**Texte retenu:**
______________________________

Blog parlant d'économie vue sous une orientation souverainiste et protectionniste.
Ainsi donc, l'histoire semble ne jamais vouloir se terminer. À l'aune de l'affaire ukrainienne, comment ne pas rire des propos de Francis Fukuyama qui nous annonçait la fin de l'histoire dans les années 90 au moment même où la Russie semblait rejoindre le club des démocraties libérales d'occident. Emmanuel Todd lui-même s'était assez largement moqué de cette pensée même s'il avait finalement rejoint l'idée en mettant un sens de l'histoire mue par la hausse progressive du niveau scolaire comme moteur. Cette hausse du niveau scolaire devait d'après Todd faire converger en partie des nations en faisant augmenter l'individualisme et l'attachement aux libertés individuelles. C'était dans « Après l'Empire ». Œuvre majeure de Todd, mais au combien fausse sur bien des plans. Todd n'avait ainsi pas prévu que l'Europe occidentale s'effondrerait à son tour dans le maelström du libéralisme total. Le déclin de l'empire concernait finalement aussi la vielle Europe. Alors que Todd voyait à l'époque se confronter la puissance en déclin des USA avec une Europe qui l'aurait en quelque sorte remplacée. Au final, ce que Todd ne pensait pas qu'il adviendrait est finalement arrivé. On peut aujourd'hui vraisemblablement décrire l'occident comme un système oligarchique inégalitaire et violent déclenchant de multiples conflits à travers le monde pour maintenir ses prétentions et ses équilibres internes. Les USA loin de s'être affaiblis ont au contraire totalement pris le contrôle du continent européen par l'entremise de leur machine de corruption. Le fait est que la France, jadis nation indépendante, s'est aujourd'hui muée en sous-fifre des USA. Et la mutation est totale puisque l'alignement géopolitique s'est même aggravé avec le remplacement de Sarkozy l'américain par Hollande encore plus atlantiste.

______________________________

**Données affichées:**

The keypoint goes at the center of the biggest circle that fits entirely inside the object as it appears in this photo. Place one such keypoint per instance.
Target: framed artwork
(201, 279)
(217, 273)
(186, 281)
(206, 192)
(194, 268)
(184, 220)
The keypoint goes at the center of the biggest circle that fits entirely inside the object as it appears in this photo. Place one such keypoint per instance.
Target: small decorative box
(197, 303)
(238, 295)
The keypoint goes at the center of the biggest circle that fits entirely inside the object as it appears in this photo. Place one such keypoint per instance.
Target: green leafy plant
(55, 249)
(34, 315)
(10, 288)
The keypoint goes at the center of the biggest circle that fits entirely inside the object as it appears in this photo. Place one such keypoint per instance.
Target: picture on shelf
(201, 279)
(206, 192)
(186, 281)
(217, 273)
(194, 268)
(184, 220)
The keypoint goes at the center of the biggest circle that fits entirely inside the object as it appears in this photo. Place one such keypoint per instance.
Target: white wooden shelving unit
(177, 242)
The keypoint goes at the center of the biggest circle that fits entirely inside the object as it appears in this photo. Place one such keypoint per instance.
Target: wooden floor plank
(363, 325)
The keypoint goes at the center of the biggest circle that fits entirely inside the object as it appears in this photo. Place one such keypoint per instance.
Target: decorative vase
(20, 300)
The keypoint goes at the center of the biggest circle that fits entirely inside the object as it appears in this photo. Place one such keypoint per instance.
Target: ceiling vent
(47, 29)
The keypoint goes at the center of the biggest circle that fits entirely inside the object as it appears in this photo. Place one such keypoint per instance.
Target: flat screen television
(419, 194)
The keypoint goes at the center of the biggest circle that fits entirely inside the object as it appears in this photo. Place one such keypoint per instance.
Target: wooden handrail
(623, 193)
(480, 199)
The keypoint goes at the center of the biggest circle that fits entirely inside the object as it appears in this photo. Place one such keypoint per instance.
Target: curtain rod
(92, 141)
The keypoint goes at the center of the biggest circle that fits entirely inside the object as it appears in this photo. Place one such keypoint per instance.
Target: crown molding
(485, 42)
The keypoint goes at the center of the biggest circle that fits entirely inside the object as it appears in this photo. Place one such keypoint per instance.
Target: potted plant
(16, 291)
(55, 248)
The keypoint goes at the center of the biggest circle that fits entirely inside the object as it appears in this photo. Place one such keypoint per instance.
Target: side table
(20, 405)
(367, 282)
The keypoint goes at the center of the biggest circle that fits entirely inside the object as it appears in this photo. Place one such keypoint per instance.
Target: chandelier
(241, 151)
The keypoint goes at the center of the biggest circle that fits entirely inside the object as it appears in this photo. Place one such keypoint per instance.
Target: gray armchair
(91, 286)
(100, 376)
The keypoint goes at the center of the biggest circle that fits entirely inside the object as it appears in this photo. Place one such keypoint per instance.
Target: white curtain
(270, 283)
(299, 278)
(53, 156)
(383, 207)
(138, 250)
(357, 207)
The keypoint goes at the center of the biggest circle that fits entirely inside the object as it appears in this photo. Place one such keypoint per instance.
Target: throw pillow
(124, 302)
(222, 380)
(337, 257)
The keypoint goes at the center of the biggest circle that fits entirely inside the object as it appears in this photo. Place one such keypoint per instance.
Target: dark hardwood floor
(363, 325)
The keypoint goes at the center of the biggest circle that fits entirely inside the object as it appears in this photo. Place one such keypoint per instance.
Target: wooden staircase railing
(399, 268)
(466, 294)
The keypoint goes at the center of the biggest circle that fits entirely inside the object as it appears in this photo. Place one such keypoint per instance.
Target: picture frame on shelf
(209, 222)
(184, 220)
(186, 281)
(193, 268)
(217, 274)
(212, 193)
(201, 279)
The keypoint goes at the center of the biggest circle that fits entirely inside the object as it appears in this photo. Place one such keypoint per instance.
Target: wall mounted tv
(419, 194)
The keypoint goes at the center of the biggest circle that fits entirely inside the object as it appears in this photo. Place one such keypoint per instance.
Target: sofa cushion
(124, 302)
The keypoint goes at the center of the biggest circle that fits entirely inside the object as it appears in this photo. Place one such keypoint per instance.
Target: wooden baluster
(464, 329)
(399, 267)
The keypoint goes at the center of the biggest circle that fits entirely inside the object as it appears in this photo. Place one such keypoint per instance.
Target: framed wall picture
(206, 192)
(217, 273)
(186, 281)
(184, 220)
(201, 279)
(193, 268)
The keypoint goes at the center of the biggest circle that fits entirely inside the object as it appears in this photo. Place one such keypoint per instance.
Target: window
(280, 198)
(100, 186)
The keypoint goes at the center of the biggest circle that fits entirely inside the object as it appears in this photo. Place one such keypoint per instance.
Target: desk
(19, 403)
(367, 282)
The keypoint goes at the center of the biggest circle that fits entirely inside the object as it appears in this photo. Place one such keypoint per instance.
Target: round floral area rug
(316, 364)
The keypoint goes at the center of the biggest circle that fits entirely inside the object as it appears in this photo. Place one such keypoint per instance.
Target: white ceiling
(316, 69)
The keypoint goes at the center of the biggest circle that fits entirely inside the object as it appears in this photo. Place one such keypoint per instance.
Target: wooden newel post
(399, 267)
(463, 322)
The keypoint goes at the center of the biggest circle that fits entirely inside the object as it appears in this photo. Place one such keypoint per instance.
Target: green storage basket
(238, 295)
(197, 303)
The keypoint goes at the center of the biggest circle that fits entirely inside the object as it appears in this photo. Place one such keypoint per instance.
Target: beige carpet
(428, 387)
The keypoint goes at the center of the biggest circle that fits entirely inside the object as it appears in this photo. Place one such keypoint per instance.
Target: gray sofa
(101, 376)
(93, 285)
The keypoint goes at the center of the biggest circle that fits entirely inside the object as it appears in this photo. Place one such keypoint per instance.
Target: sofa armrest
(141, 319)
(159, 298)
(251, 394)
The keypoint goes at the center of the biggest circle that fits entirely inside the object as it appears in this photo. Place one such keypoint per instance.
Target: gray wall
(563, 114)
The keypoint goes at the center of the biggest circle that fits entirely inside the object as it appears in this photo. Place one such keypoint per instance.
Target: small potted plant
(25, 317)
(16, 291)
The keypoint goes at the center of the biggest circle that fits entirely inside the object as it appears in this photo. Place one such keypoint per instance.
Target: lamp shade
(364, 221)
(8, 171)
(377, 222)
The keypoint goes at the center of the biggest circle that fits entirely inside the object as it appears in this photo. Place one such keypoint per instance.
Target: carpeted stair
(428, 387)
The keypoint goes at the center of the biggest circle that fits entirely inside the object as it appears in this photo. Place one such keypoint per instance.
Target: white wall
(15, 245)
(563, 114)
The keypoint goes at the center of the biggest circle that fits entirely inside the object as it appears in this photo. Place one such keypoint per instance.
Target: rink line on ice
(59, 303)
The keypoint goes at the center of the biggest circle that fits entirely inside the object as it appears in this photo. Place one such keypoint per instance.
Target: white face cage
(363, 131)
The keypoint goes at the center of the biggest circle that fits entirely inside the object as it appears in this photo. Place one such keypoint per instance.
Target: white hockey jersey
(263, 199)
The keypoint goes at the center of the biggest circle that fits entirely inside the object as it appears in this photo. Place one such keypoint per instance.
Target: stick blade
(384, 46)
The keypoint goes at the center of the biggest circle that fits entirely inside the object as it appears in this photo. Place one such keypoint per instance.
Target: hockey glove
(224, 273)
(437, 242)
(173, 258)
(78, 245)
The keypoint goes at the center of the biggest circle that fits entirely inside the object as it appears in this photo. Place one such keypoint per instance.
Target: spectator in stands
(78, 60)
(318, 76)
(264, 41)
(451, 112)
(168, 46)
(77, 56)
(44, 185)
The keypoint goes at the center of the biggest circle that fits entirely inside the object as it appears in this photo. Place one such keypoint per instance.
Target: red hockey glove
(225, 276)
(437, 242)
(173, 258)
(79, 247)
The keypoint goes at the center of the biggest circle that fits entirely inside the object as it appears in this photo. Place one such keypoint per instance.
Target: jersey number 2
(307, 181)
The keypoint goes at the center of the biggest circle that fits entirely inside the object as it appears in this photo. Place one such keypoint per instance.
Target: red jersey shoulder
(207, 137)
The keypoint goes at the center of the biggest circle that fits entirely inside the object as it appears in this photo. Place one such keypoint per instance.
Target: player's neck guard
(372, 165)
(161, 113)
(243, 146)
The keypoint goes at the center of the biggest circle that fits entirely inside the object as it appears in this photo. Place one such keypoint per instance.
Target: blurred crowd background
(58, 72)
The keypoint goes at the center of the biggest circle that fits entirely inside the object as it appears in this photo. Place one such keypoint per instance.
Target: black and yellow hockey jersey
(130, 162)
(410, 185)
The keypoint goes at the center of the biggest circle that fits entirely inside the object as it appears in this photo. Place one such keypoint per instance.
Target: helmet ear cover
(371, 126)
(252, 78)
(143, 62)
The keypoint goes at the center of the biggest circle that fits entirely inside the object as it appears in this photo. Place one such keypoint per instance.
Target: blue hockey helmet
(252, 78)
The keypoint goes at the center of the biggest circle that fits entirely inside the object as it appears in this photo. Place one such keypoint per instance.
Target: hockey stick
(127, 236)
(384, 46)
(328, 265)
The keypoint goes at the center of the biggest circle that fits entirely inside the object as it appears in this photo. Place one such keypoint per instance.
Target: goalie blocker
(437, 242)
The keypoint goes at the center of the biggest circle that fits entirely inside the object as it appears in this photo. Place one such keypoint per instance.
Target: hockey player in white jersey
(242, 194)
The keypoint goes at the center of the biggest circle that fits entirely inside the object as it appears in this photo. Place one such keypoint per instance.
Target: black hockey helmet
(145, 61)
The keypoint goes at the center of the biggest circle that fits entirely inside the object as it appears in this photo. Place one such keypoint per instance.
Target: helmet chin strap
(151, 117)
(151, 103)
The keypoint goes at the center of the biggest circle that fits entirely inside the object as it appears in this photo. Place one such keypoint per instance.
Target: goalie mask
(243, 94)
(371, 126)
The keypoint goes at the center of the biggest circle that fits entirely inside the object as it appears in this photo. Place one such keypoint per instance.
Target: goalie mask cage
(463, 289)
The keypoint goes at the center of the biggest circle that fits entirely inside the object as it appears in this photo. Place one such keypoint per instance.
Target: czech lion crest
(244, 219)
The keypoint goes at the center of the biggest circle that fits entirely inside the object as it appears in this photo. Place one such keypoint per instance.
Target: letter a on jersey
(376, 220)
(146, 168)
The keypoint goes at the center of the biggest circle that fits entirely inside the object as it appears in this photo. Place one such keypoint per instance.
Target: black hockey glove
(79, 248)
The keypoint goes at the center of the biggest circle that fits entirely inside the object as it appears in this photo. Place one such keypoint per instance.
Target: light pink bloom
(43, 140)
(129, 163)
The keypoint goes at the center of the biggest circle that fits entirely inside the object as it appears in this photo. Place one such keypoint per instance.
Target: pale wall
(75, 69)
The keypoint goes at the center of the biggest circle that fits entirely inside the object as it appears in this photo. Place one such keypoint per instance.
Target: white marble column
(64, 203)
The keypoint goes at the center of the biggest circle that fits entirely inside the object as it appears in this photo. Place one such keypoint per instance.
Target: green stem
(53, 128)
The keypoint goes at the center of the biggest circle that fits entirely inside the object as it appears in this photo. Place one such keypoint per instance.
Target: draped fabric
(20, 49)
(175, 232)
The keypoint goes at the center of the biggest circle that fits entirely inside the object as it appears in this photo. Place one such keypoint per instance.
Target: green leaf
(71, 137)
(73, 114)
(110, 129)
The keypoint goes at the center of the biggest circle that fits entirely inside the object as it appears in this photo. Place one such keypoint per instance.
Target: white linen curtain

______________________________

**Consignes:**
1. Relevez toutes les personnes nommées dans le texte sur le déclin de l'Occident.
2. Prolongez le texte sur le déclin de l'Occident à la suite de sa dernière phrase.
Les données n'ont aucun lien avec le texte.

**Réponses:**
1. Francis Fukuyama, Emmanuel Todd, Sarkozy, Hollande

2.
Cette mutation qui voit l'UE se transformer en extension du pouvoir impérial US n'est cependant pas une grosse surprise pour quiconque s'est un peu intéressé à l'histoire de la construction européenne. Mais il est tout de même surprenant de voir à quel point les pays de l'UE sont attachés à l'abandon total de toute forme de souveraineté. Les élites européennes se comportent comme si finalement il était infiniment plus intéressant pour elles de n'avoir aucun pouvoir que d'exercer celui-ci. Todd voyait l'attraction du modèle inégalitaire américain des élites du monde comme un des effets du blocage des niveaux scolaires des strates supérieures. Les élites scolaires bloquées à environ 20 à 30 % de la population réintroduisant la notion d'inégalité là où l'instruction de base généralisée avait laissé une société plutôt égalitaire. De fait, l’Amérique des années 2000 était devenue le champion de l'inégalité dont le modèle se devait d'être imité non pour son succès économique très relatif, mais pour ses capacités inégalitaires. Dans cette perspective la France et sa doctrine républicaine égalitaire ne pouvaient qu'être rejetées par des élites, y compris les siennes. Si l'explication est séduisante et répond en partie à l'étrange orientation inégalitaire des peuples avancée où partout se dégrade la démocratie, cela n'explique cependant pas pourquoi on assiste à une décomposition du pouvoir politique plus qu'à un retour à l'ancien régime. Et c'est l'opposition avec la Russie qui démontre en partie cette décomposition.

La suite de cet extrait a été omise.